- Dataset entries:

%%

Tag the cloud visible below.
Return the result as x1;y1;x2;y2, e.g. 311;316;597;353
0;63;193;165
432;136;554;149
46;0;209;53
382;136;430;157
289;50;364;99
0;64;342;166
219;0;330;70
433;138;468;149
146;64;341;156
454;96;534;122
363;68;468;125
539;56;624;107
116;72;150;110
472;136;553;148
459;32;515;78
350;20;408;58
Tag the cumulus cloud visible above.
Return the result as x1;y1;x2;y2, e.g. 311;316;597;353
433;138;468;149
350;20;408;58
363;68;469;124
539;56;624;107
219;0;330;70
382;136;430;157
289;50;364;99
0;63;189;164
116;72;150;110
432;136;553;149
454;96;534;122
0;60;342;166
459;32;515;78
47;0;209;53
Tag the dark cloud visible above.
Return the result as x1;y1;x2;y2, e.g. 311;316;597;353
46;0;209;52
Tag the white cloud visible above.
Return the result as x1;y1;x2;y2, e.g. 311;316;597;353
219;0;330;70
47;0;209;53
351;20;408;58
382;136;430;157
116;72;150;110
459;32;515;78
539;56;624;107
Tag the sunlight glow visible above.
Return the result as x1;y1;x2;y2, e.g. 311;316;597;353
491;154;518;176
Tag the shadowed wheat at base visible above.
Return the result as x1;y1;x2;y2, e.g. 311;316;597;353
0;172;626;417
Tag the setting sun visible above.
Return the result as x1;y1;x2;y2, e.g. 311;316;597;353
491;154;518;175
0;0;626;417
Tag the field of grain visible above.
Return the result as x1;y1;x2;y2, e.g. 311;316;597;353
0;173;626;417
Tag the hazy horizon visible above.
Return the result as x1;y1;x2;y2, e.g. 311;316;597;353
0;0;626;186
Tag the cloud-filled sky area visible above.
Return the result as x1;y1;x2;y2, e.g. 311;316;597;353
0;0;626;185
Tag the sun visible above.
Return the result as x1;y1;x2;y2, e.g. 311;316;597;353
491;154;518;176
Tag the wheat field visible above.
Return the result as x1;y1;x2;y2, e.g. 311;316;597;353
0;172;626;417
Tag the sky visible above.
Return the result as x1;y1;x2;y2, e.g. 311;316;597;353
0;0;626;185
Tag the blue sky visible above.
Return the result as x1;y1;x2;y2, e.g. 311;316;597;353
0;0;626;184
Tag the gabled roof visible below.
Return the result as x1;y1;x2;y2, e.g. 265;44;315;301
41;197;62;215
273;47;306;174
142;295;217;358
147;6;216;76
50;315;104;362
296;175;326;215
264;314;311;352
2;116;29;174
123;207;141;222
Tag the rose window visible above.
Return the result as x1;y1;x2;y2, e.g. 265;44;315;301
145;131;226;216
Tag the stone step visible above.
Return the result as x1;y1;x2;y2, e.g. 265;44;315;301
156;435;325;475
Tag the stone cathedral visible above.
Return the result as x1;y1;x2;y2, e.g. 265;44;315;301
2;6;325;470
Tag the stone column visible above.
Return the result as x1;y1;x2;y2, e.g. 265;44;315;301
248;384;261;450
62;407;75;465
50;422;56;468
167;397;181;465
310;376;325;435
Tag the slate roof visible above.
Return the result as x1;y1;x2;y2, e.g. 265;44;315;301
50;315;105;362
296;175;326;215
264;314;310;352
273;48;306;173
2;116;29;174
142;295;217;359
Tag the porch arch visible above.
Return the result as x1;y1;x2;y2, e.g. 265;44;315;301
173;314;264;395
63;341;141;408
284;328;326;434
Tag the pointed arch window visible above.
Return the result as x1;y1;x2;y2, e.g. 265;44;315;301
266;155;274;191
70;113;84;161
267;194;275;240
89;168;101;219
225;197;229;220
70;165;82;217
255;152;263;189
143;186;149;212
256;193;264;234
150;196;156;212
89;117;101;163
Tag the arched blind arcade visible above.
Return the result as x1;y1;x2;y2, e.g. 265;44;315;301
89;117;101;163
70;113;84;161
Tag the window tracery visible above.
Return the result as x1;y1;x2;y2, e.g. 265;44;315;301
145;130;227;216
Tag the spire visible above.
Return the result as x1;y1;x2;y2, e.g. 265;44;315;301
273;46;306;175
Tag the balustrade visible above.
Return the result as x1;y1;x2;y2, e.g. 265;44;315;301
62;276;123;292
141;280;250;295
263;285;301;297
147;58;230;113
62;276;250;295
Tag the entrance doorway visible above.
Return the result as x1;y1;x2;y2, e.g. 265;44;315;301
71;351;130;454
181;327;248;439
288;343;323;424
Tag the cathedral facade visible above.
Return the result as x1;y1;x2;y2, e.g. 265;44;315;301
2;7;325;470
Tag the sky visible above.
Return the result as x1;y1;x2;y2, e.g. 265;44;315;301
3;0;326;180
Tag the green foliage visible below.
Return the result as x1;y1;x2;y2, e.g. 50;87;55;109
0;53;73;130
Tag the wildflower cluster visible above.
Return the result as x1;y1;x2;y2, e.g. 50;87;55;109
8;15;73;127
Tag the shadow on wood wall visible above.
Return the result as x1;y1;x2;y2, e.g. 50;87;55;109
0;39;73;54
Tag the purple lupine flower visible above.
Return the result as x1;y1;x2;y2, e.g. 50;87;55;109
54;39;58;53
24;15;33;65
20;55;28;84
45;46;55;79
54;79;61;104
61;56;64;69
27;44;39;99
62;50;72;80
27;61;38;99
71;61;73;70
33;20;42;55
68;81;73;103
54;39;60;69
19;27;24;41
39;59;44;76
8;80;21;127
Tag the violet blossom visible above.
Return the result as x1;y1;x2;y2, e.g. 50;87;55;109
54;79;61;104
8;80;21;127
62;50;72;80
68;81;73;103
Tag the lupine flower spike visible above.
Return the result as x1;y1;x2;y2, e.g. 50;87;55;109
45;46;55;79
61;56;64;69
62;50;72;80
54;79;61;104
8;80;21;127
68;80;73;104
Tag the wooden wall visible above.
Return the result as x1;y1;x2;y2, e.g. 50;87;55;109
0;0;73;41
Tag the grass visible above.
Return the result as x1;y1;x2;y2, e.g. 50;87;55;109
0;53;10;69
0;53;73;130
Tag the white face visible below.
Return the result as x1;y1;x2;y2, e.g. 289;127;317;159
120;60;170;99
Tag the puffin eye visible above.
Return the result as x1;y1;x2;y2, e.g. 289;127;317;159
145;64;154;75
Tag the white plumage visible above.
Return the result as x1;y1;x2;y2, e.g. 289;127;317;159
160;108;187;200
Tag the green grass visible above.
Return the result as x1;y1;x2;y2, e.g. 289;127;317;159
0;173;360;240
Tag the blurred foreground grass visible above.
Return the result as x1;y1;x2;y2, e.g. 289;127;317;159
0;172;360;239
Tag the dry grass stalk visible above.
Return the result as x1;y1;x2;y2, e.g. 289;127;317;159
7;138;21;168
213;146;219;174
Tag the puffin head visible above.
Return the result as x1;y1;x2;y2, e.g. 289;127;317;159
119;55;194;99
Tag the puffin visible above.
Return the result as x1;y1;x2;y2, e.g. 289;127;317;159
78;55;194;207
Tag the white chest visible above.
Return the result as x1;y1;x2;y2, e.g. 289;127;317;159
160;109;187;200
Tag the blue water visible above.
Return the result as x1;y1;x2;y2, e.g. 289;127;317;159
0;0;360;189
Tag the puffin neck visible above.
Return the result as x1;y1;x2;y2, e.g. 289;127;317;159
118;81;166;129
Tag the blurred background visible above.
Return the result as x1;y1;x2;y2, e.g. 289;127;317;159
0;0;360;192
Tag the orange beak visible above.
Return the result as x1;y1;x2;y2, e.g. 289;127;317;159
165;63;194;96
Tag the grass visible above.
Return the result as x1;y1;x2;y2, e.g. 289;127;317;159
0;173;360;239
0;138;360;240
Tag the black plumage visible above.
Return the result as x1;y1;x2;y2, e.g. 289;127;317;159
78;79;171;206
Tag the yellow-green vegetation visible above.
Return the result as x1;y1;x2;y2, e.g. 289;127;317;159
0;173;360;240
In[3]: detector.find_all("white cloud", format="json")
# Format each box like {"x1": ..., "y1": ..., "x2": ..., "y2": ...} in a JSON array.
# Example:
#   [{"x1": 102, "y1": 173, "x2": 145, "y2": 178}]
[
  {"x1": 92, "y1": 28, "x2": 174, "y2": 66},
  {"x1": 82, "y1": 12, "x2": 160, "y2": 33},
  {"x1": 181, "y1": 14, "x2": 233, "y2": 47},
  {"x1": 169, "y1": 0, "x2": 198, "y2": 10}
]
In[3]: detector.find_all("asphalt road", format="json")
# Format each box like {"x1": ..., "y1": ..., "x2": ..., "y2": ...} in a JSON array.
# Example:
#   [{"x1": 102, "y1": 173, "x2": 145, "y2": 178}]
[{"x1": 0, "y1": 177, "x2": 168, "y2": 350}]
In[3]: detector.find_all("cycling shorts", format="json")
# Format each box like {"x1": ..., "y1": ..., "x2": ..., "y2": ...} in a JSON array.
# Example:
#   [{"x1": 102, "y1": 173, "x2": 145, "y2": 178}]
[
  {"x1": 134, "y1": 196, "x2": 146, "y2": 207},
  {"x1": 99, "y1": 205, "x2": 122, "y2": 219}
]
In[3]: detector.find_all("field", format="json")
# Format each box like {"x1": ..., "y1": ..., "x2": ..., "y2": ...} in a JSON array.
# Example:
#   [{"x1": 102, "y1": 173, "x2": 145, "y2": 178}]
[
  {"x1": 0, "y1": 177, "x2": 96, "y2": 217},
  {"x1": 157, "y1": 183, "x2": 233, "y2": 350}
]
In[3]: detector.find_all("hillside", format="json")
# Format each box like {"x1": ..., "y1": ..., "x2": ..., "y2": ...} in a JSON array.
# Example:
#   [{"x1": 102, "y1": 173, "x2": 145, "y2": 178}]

%%

- WHAT THE EXERCISE ASKS: In the data above, turn the lines beginning with the line that contains "Tag the dark cloud visible above." and running through the line that contains "46;0;209;52" into a numbered list, omitting any blank lines.

- ANSWER TO THE PROBLEM:
1. Tag the dark cloud visible above.
2. Return the result as x1;y1;x2;y2, e.g. 311;316;597;353
3. 46;0;209;52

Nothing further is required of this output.